• Page excerpt
────────────────────

CPAN Testers is only made possible with the support of our sponsors.
For more information on sponsoring, please visit the I CPAN Testers website.

Upgrade Notice

The CPAN Testers Blog site has been upgraded since you last accessed the site. Please press the F5 key or CTRL-R to refresh your browser cache to use the latest javascript and CSS files.

News & Views

So last month saw the London Perl Workshop take place. Several talks related to testing, and plenty of interest in CPAN Testers. Mark Keating and crew were videoing many of the talks. Sadly the microphone position meant the volume is quite low in places, but they are still worth watching. You can see testing talks from myself (slides), DrForr, and additionally my lightning talk (slides). If you missed the event, there are plenty of great talks you can now catch on the Shadowcat channel.

Also during last month there have been several fixes to the Reports Builder. Also following some conversations at LPW, I came away with a few ideas to improve the performance of the Feed and Builder components so that we can get almost real time production of reports. Over the coming months and likely during the 2015 QA Hackathon, I aim to work more on this and hopoefully have a solution working around the hackathon. Karen Etheridge also help to spot a fault with the Admin site, in that if a tester hasn't allocated a contact email address, any report that has been flagged isn't allocated to them, but to the Admin user. It does mean there is a bit of extra work for me at the moment, but ultimately I need to rework the way testers are notified, particularly in the event of the system using an old email address. If you've flagged any reports and haven't seen them removed as yet, please give me a nudge and I'll approve their removal.

One person I would to single out for making a great effort to promote testing in general, is Sinan Unur, who has been writing some great blog posts. TDD is all well and good, but who's testing the tests?, You've gotta quotemeta! and Tests should not fail due to EOL differences across platforms to mention a few. He has some great in depth Perl posts, and all are well worth reading.

A colleague of mine, Matt Wheatley, recently had a blog post published about how he works in development. Except the post isn't so much about how he works, but more about the value of a QA Department. Our QA team is awesome, and we perhaps rely on them a bit too much sometimes, but I imagine there are many awesome QA teams out there, and this is just one tribute to them all. I especially liked the reference to Bill Sempf's tweat.

We had another Metabase overflow last month, which means we've filled another bucket in AWS. David Golden has created a new one, but it does mean we need to think about moving to our newer architechure sooner rather than later. David, Neil Bowers and I have been in discussions recently, and I hope we will get some movement towards this in the coming year. There will be a lot of changes needed, both to code and routing, so it won't be a simple change. However, it will be a change that will help us grow more productively in the future.

More new coming next month. And my New Year's Resolution is to get these summaries out a bit more on time!

Sorry October's summary is a bit late, as I had rather a busy few months recently, and finding time to finish this one prove more tricky than normal.

────────────────────

• Record extracts

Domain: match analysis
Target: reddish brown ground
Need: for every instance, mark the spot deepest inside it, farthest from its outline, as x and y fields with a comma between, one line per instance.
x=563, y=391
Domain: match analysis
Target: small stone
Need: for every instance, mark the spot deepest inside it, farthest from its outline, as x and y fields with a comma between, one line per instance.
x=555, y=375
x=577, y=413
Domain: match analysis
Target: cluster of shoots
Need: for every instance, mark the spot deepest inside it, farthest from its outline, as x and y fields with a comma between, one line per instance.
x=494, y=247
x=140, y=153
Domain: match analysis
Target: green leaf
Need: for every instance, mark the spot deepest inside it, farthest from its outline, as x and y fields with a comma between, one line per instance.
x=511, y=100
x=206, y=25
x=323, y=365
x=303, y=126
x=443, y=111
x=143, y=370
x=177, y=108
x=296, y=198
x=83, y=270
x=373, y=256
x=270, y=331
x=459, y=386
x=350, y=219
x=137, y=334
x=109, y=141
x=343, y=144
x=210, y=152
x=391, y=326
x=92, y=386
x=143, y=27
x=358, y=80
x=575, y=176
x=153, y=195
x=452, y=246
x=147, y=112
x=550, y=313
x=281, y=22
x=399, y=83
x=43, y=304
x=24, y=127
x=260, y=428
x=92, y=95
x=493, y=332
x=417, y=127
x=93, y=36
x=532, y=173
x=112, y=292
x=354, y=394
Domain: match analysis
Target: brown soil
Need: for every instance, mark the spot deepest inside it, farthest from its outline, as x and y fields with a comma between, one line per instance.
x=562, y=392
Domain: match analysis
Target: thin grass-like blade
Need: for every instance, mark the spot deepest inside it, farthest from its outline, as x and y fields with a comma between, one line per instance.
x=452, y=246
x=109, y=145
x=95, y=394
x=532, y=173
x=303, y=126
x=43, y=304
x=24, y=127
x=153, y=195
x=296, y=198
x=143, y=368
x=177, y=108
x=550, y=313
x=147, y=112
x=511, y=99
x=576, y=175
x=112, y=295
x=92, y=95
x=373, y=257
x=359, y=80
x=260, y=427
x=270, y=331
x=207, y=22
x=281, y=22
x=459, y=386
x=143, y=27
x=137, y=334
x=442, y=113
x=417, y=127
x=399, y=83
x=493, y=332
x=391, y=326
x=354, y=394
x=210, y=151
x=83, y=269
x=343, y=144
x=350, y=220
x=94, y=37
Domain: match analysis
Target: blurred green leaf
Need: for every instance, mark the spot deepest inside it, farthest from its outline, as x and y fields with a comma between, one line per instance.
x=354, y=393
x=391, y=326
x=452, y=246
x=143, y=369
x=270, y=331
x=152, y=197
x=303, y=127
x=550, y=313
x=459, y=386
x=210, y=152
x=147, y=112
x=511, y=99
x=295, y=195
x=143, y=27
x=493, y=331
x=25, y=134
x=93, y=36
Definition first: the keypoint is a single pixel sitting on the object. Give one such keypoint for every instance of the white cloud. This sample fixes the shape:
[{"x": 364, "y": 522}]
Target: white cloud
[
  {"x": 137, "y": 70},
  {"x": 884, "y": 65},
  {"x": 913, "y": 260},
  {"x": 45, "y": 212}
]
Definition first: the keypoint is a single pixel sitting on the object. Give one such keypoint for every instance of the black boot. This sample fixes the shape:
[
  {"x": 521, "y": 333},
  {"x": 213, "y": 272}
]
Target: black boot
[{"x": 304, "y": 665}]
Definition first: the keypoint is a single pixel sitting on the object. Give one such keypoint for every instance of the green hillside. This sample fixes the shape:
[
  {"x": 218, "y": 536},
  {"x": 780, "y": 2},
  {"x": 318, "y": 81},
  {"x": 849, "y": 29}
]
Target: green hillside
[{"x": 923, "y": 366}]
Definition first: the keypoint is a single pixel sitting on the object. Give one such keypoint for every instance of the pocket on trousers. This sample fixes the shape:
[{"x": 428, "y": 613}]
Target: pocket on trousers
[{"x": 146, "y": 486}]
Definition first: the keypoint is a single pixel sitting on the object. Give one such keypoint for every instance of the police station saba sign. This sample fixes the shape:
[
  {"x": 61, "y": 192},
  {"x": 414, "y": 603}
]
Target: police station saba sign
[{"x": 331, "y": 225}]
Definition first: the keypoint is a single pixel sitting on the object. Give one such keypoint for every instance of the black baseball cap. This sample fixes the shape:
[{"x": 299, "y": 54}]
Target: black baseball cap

────────────────────

• Task
Pick up the CPAN Testers news post above after its last sentence and write what comes next.

• Answer to this problem
However, first off, a thanks to Gabor Szabo, as one of his screencast featured a brief explanation of how CPAN Testers are intergrated into MetaCPAN. Although anyone familiar with the CPAN Testers Report site, will probably have understood what the numbers mean, the screencast is a handy help to anyone new to MetaCPAN or CPAN to learn more about using MetaCPAN. If anyone else has similar screencasts about CPAN Testers, or wishes to create one, please let me know.

My thanks to Pete Houston for notifying me early in the month that the feed to CPAN Testers had got stuck. Another reason why we really want to move away from Amazon and SimpleDB. This is still being investigated, and hopefully will be a project during the QA Hackathon next year. It also gave me pause to think of better ways the feed and builder could be processing. Thet are both mostly serial process, although there are now 2 builders (distros and authors). However, having worked a lot with MessageQueues over the last year, I'm looking at rewriting both the feed and builders, and again is likely to be my main project during the QA Hackathon in 2015. The ultimate aim, as has been asked on many many occassions, is to try and get as close to real time as we possibly can. On a good day we are less than an hour behind, but being a minute of two behind would be even better.

Karen Etheridge highlighted some problems with the CPAN Testers Admin site. Firstly the login had broken again. I've now permanently fixed this, and uploaded the code to CPAN so the old version doesn't overwrite the new version again. However, Karen also spotted a few other problems. Next up was the find a report by GUID. I'm not quite sure what I tested before, but I suspect I overwrote the working code again :( Again this is now fixed and the code is on CPAN :)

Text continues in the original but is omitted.